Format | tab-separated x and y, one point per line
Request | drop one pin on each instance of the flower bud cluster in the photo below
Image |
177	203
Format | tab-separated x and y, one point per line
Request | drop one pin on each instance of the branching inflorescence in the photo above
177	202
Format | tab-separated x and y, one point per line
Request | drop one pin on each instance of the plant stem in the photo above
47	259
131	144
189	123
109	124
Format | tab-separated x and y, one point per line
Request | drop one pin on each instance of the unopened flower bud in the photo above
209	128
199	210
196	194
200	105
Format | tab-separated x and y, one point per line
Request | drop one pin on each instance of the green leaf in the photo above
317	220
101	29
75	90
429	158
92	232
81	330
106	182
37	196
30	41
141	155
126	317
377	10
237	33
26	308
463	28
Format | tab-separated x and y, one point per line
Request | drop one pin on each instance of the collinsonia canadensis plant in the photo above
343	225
* * *
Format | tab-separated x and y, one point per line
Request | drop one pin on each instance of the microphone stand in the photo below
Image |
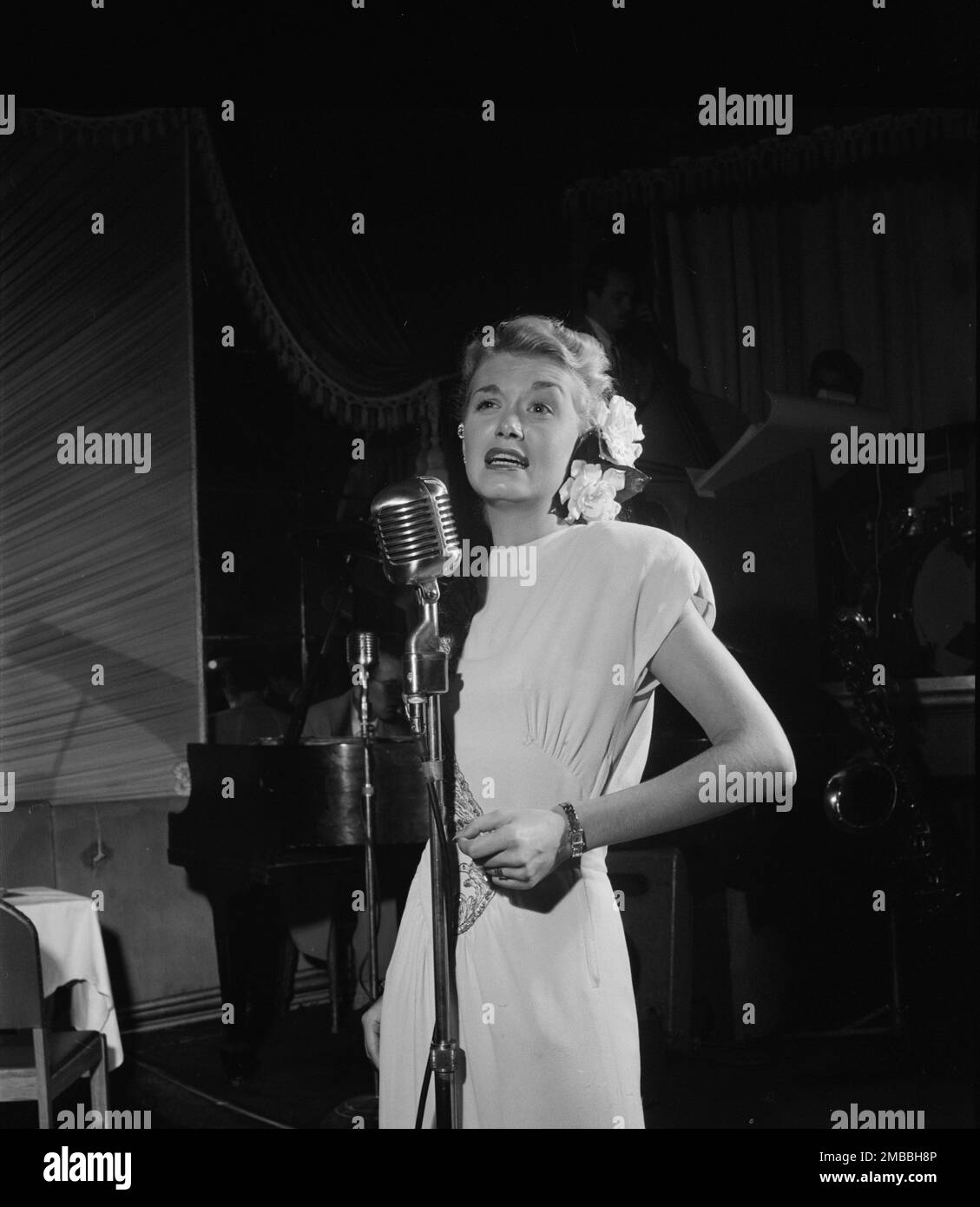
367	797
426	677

[Exercise instructions]:
Return, word for word, every line of the records above that contains the word "below".

[Task output]:
Request | drop one pin on each instance of the flower bud cluster in the photo below
Request | drop one pin on each instance of the microphone stand in the photo below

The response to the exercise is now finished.